═════ RECORDS FOR PROCESSING ═════

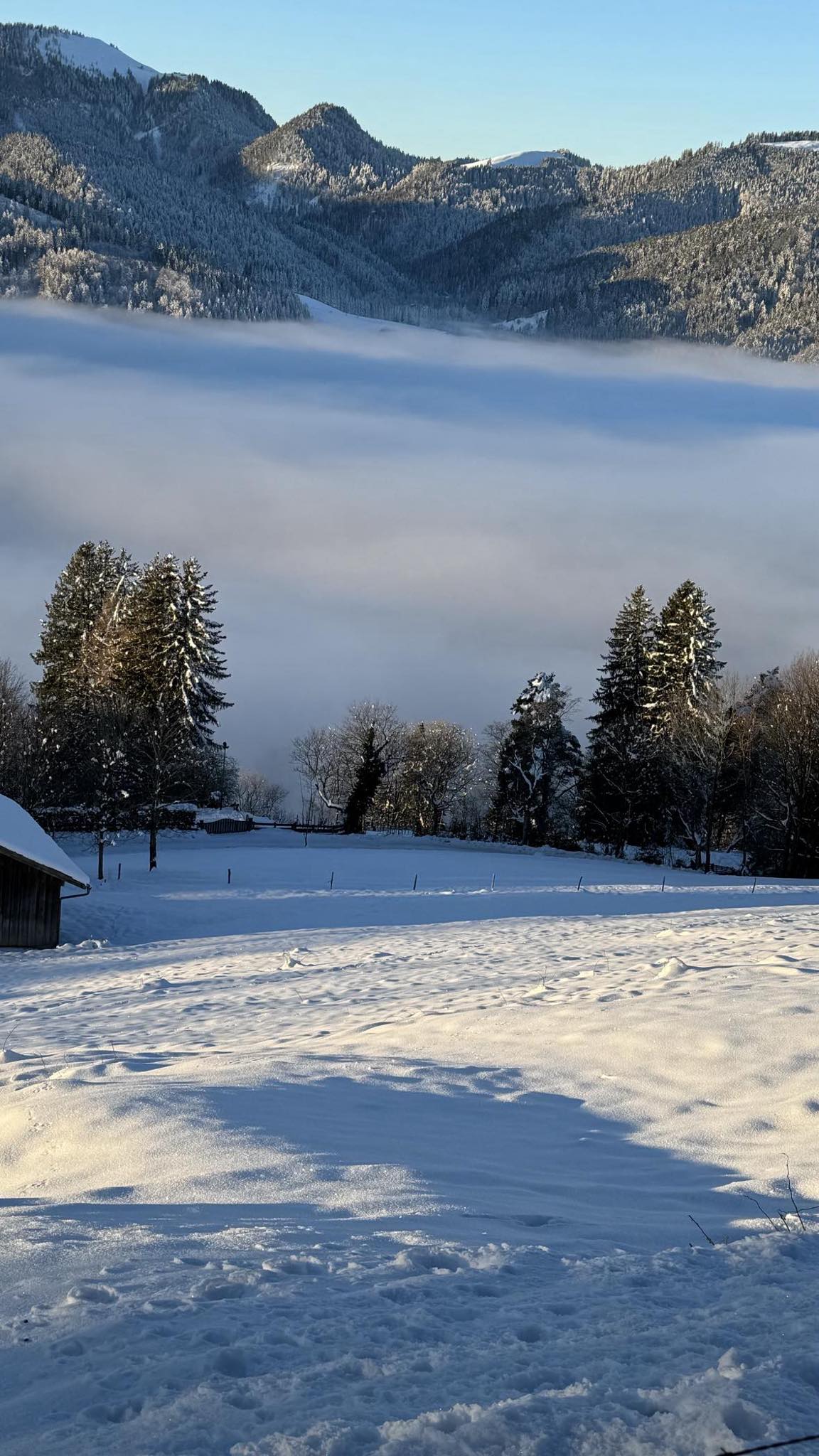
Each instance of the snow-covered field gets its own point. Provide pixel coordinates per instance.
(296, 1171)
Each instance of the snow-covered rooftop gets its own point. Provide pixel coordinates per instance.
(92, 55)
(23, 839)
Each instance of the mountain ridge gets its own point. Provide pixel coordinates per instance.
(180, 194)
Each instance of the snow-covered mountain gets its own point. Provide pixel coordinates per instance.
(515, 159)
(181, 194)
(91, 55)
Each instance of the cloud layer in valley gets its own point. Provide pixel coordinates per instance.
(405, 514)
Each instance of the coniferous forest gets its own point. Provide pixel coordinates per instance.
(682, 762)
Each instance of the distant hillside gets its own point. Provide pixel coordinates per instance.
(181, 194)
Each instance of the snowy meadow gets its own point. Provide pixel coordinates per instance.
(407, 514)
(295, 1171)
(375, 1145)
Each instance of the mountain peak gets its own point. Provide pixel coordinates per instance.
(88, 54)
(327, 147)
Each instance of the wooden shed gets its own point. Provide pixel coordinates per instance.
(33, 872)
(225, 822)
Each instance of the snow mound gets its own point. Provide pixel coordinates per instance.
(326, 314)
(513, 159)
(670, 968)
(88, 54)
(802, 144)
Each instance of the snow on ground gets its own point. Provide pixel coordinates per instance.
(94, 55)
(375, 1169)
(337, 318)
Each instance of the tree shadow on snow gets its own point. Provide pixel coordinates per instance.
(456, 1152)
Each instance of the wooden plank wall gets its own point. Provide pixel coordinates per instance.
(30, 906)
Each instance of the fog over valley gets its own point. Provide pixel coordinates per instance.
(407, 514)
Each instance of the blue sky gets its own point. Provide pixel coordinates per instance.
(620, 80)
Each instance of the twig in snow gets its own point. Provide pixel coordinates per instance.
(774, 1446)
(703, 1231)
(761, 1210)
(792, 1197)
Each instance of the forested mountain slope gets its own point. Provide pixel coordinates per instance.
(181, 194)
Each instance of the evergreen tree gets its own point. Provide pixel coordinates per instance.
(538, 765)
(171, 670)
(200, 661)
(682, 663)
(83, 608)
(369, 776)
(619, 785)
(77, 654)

═════
═════ RECORDS FOR PROCESSING ═════

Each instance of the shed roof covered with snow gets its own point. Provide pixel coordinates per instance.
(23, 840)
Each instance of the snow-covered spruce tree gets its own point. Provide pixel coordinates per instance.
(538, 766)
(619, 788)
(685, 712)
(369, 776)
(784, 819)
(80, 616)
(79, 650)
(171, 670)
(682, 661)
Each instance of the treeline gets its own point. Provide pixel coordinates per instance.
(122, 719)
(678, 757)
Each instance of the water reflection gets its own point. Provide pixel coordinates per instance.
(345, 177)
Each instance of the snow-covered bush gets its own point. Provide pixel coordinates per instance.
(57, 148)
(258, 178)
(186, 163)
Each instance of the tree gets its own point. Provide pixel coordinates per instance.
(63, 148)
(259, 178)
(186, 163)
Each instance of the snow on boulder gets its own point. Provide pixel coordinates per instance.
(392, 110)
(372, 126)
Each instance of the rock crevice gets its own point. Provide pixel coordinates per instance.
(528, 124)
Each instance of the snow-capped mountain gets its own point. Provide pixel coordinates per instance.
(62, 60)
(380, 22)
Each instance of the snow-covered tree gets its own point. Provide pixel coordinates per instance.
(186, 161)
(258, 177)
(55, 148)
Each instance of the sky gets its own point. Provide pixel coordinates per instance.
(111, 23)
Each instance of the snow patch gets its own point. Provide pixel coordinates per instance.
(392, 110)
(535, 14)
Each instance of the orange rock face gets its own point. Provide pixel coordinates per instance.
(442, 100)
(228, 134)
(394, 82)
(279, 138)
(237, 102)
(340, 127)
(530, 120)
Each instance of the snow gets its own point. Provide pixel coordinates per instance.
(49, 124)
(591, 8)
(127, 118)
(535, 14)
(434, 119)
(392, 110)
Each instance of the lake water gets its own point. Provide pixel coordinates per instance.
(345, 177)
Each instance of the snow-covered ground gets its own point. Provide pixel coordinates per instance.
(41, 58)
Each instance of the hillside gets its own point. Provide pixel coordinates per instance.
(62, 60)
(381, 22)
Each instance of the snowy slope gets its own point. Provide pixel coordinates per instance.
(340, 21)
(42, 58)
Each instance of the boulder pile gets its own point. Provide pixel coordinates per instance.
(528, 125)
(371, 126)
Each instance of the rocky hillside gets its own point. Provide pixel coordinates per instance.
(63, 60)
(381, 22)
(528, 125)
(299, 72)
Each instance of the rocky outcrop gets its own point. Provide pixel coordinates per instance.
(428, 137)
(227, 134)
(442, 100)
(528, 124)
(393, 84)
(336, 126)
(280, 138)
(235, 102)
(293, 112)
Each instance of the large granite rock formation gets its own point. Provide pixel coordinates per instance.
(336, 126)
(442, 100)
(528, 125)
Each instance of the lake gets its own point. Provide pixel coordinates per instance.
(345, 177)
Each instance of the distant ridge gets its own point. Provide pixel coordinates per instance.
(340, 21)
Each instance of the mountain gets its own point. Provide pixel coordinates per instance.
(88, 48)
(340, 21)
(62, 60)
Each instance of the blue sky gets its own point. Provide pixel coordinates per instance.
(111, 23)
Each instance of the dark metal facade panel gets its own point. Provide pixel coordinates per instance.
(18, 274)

═════

DO THIS: Report every line of the entries above that contains the word "wooden". Case counts.

CORRECT ANSWER:
Each instance of the wooden shed gets its own point. Provide pixel coordinates per instance.
Each instance of the wooden plank wall gets its own point. Provide pixel coordinates per instance.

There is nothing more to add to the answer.